FRAGMENTO DE TEXTO:
La imagen puede contener: cielo, nube, exterior y naturaleza
La imagen puede contener: cielo, nube, exterior y naturaleza
el dispensador dice:  ¿ves bien la pintura?, no sólo los colores... las formas, digo... ¿se asemeja en tu pensamiento a la Tierra que te contiene?... pues bien, puede que sea, también puede que no... ¿sabes?... siempre he pensado que es una pena que a nadie se le haya ocurrido otorgar un Nobel a la música... que a nadie se le haya ocurrido otorgar un Nobel al pensamiento filosófico... a la geometría del pensamiento... a la matemática del pensamiento... que a nadie se le haya ocurrido otorgar un Nobel a aquel que descubre el valor de las esencias "esenciales"... o bien, que a nadie se le haya ocurrido otorgar un Nobel a aquel que ensaya la búsqueda de las fuentes genuinas del espíritu en el pensamiento social... eso sí que sería un verdadero hallazgo... porque al fin y al cabo, el Nobel proviene de un hallazgo nefasto que, transformado en negocio, sirvió (y sigue sirviendo) para destruir el "humanismo necesario" que se vincula directamente con el futuro de la raza humana... y el premio como tal, se provee a cultores de la investigación que mueve el negocio que favorece a pocos para luego vender (y someter) a muchos necesitados de soluciones que rara vez llegan con "entidad social"...

RETO 1: Presenta como tabla Markdown las líneas de los registros desde la que contiene "Outline every cooked spaghetti noodle here." hasta la que contiene "[0,0,680,1020]", ambas incluidas. Usa la columna n para el número de fila y la columna Línea para su contenido, y omite las líneas en blanco.
El texto y los registros no tienen relación entre sí.

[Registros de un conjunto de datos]
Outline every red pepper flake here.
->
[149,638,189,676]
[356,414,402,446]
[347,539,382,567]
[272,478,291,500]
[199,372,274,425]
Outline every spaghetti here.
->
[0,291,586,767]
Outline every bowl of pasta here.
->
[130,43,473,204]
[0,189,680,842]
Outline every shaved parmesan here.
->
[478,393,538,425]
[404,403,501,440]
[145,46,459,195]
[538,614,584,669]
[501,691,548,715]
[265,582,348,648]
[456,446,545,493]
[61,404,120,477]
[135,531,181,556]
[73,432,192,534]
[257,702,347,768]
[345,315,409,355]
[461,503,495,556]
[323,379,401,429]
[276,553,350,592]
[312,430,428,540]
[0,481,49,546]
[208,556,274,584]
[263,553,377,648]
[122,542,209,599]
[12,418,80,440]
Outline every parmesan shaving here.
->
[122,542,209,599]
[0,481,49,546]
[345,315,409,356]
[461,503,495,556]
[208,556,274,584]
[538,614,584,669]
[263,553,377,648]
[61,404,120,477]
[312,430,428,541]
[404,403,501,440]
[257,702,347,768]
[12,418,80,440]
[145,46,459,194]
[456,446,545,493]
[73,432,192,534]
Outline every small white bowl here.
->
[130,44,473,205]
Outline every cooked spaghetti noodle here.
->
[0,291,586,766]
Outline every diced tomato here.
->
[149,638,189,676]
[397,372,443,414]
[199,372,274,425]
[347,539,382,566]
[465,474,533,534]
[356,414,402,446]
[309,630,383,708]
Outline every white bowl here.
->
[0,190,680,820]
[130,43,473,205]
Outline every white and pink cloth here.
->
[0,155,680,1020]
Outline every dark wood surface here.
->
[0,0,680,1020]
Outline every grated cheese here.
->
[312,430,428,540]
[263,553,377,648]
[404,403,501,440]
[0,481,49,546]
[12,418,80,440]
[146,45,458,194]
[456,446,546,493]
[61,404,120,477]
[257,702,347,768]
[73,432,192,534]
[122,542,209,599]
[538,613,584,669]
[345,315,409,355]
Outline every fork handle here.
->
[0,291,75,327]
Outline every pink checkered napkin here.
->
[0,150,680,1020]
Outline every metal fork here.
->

RETO 2: Reproduce el texto completo tal cual, sin cambiar nada.

RESULTADO CORRECTO 1:
| n | Línea |
|---|---|
| 1 | Outline every cooked spaghetti noodle here. |
| 2 | -> |
| 3 | [0,291,586,766] |
| 4 | Outline every diced tomato here. |
| 5 | -> |
| 6 | [149,638,189,676] |
| 7 | [397,372,443,414] |
| 8 | [199,372,274,425] |
| 9 | [347,539,382,566] |
| 10 | [465,474,533,534] |
| 11 | [356,414,402,446] |
| 12 | [309,630,383,708] |
| 13 | Outline every white bowl here. |
| 14 | -> |
| 15 | [0,190,680,820] |
| 16 | [130,43,473,205] |
| 17 | Outline every white and pink cloth here. |
| 18 | -> |
| 19 | [0,155,680,1020] |
| 20 | Outline every dark wood surface here. |
| 21 | -> |
| 22 | [0,0,680,1020] |

RESULTADO CORRECTO 2:
La imagen puede contener: cielo, nube, exterior y naturaleza
La imagen puede contener: cielo, nube, exterior y naturaleza
el dispensador dice:  ¿ves bien la pintura?, no sólo los colores... las formas, digo... ¿se asemeja en tu pensamiento a la Tierra que te contiene?... pues bien, puede que sea, también puede que no... ¿sabes?... siempre he pensado que es una pena que a nadie se le haya ocurrido otorgar un Nobel a la música... que a nadie se le haya ocurrido otorgar un Nobel al pensamiento filosófico... a la geometría del pensamiento... a la matemática del pensamiento... que a nadie se le haya ocurrido otorgar un Nobel a aquel que descubre el valor de las esencias "esenciales"... o bien, que a nadie se le haya ocurrido otorgar un Nobel a aquel que ensaya la búsqueda de las fuentes genuinas del espíritu en el pensamiento social... eso sí que sería un verdadero hallazgo... porque al fin y al cabo, el Nobel proviene de un hallazgo nefasto que, transformado en negocio, sirvió (y sigue sirviendo) para destruir el "humanismo necesario" que se vincula directamente con el futuro de la raza humana... y el premio como tal, se provee a cultores de la investigación que mueve el negocio que favorece a pocos para luego vender (y someter) a muchos necesitados de soluciones que rara vez llegan con "entidad social"...